(Listing of named-object pointing entries)
-- BEGIN --
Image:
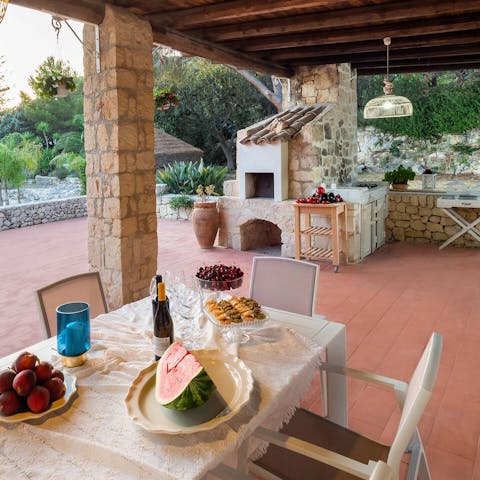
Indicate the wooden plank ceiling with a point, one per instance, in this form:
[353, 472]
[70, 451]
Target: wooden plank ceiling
[275, 36]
-- END --
To be done → Can you convert every line of the listing into a Markdown table with the columns Row and Listing Line, skipping blank lines and leaving the pictures out?

Written answer →
| Row | Listing Line |
|---|---|
| 1 | Image: |
| 2 | Indicate the wooden plank ceiling with a point, one per instance, in this form: |
| 3 | [353, 472] |
| 4 | [70, 451] |
| 5 | Target: wooden plank ceiling |
| 6 | [275, 36] |